Set down every entry word for word. Omit the pictures.

+ + + + +

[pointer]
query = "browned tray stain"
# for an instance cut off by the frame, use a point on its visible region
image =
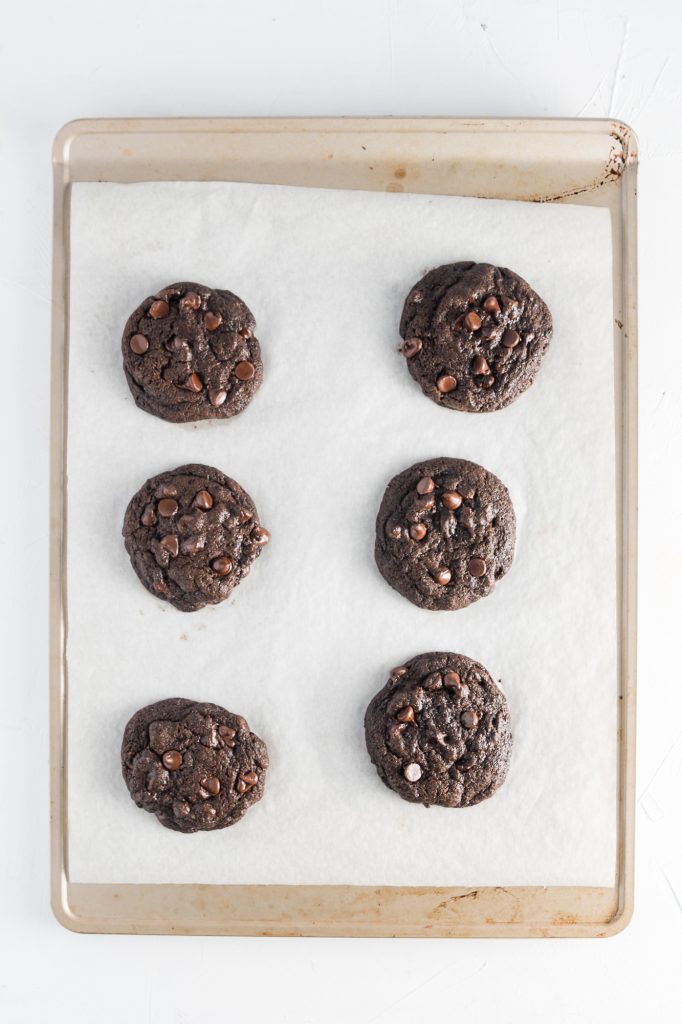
(586, 162)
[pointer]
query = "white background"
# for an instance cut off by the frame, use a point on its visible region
(566, 57)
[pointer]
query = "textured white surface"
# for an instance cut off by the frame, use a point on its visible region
(591, 57)
(309, 637)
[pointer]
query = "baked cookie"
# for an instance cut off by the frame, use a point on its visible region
(445, 532)
(192, 535)
(189, 353)
(439, 731)
(194, 765)
(474, 336)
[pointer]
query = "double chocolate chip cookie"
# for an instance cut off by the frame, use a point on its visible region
(192, 535)
(439, 731)
(194, 765)
(189, 353)
(445, 532)
(474, 336)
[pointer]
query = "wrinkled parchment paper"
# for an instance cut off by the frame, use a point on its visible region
(307, 639)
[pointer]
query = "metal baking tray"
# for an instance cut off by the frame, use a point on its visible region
(546, 161)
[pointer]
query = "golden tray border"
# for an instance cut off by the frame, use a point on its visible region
(592, 162)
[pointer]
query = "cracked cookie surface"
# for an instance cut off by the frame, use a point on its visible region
(474, 336)
(193, 535)
(196, 766)
(445, 532)
(439, 731)
(189, 353)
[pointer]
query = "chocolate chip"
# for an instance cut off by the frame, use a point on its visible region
(472, 321)
(425, 503)
(187, 523)
(433, 681)
(212, 784)
(510, 339)
(212, 321)
(445, 384)
(479, 365)
(217, 396)
(193, 545)
(221, 565)
(411, 347)
(204, 500)
(168, 507)
(147, 517)
(425, 485)
(452, 500)
(139, 344)
(190, 301)
(245, 371)
(247, 781)
(159, 309)
(171, 545)
(227, 735)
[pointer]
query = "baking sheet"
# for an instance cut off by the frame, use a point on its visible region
(303, 644)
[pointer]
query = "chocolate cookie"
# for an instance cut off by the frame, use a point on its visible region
(192, 535)
(445, 532)
(439, 731)
(196, 766)
(474, 336)
(189, 353)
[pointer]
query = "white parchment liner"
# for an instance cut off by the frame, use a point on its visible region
(307, 639)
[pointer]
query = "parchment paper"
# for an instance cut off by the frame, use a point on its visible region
(308, 638)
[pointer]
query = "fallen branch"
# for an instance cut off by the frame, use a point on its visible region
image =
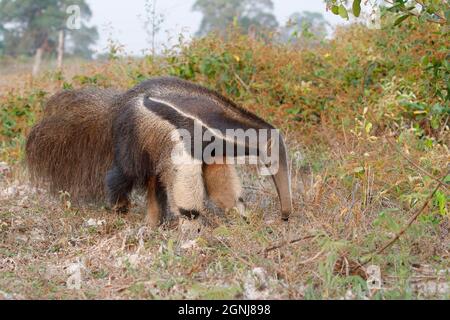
(283, 243)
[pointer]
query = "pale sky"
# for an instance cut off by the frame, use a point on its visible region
(122, 20)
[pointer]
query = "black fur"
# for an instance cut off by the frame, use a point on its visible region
(118, 188)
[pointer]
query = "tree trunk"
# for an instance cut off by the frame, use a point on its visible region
(61, 41)
(37, 60)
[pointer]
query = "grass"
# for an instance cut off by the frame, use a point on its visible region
(216, 256)
(366, 121)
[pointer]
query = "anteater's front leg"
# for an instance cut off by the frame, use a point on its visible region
(154, 214)
(118, 188)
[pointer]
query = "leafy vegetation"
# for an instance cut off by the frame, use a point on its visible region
(366, 116)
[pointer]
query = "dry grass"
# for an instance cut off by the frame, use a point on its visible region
(353, 189)
(45, 243)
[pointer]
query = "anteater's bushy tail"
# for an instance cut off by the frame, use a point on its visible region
(71, 148)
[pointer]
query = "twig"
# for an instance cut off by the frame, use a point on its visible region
(313, 258)
(283, 243)
(410, 222)
(441, 183)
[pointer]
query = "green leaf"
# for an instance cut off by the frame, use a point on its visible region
(343, 12)
(356, 8)
(401, 19)
(335, 10)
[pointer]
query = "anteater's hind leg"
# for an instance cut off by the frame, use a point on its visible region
(118, 188)
(185, 188)
(223, 186)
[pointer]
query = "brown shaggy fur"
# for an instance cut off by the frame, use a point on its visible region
(71, 148)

+ + + + +

» **Completed task**
[pointer]
query = "browned tray stain"
# for an instance cut off by the frame, use a point on its visible region
image =
(586, 162)
[pointer]
query = "white background"
# for an instance cut off by the frame, use a point on its visible region
(566, 57)
[pointer]
query = "textured white surface"
# for an instance cut off by the frame, use a point on its visible region
(591, 57)
(309, 637)
[pointer]
query = "baked cookie"
# for an instance cut off by the frame, use a point on its visible region
(445, 532)
(192, 535)
(189, 353)
(439, 731)
(194, 765)
(474, 336)
[pointer]
query = "double chocolate chip cookie"
# for an instance cut off by the frame, use a point on its visible region
(192, 535)
(439, 731)
(194, 765)
(189, 353)
(445, 532)
(474, 336)
[pointer]
query = "wrinkled parchment paper"
# for an instance cut off by the frame, use a point on its visible region
(307, 639)
[pointer]
query = "metal baking tray"
# for an instance cut off by the frame, use a point on its visible region
(546, 161)
[pointer]
query = "golden tray border"
# for an instance cut off by the frame, use a point on its visible region
(592, 162)
[pointer]
query = "cracked cookie surface"
# for an instance cut off by the frame, use a point on its visible region
(474, 336)
(193, 535)
(196, 766)
(445, 532)
(439, 731)
(189, 353)
[pointer]
query = "chocolate chip"
# for an instance cut off by the frame, use a point on its visible region
(472, 321)
(425, 503)
(187, 523)
(433, 681)
(212, 784)
(510, 339)
(212, 321)
(445, 384)
(479, 365)
(217, 396)
(193, 545)
(221, 565)
(411, 347)
(204, 500)
(168, 507)
(147, 517)
(425, 485)
(452, 500)
(139, 344)
(190, 301)
(245, 371)
(247, 781)
(159, 309)
(171, 545)
(227, 735)
[pointer]
query = "baking sheet"
# for an instance cut off by the frame, use a point on its visible region
(303, 644)
[pointer]
query = "chocolate cookie"
# for an instance cut off by the frame, use a point on its visible region
(192, 535)
(445, 532)
(439, 731)
(196, 766)
(474, 336)
(189, 353)
[pointer]
query = "white parchment liner"
# for an instance cut off by the frame, use a point on its visible region
(307, 639)
[pointer]
query = "parchment paper"
# for an instance cut off by the frame, use a point on its visible region
(308, 638)
[pointer]
query = "fallen branch"
# for an instance cut off by the frame, use a point on its visible region
image =
(283, 243)
[pointer]
query = "pale sky"
# for an instance cut off by the frame, use a point on its visible region
(122, 20)
[pointer]
query = "black fur"
# for an instance cut off by the frame, use a point on its visible region
(118, 188)
[pointer]
query = "tree trunk"
# for an instance cut off by the frame, use a point on its visible region
(61, 41)
(37, 60)
[pointer]
query = "grass"
# for an instance cut off by the frame, use a point on its visible region
(216, 256)
(366, 121)
[pointer]
query = "anteater's front leg"
# for an instance cut off by the frame, use a point on its visible region
(154, 214)
(118, 188)
[pointer]
query = "leafy vegetation"
# for an instance cut off by the frame, use a point on its visible region
(366, 116)
[pointer]
query = "dry grass"
# for an instance cut off by the frame, use a point on its visible region
(353, 189)
(45, 243)
[pointer]
query = "anteater's bushy tail"
# for an instance cut off by the frame, use a point on its visible region
(71, 148)
[pointer]
query = "twig"
# for an instance cut off by the frame, use a point on its visible region
(313, 258)
(283, 243)
(410, 222)
(441, 183)
[pointer]
query = "green leaf"
# for an instance cut off by the frame, use a point on its visible region
(343, 12)
(356, 8)
(401, 19)
(335, 10)
[pointer]
query = "anteater's hind leg"
# for an instance cut off by the frame, use a point on its visible region
(118, 188)
(185, 188)
(223, 186)
[pointer]
query = "brown shaggy fur"
# for an instance cut off by the frame, use a point on its visible region
(71, 148)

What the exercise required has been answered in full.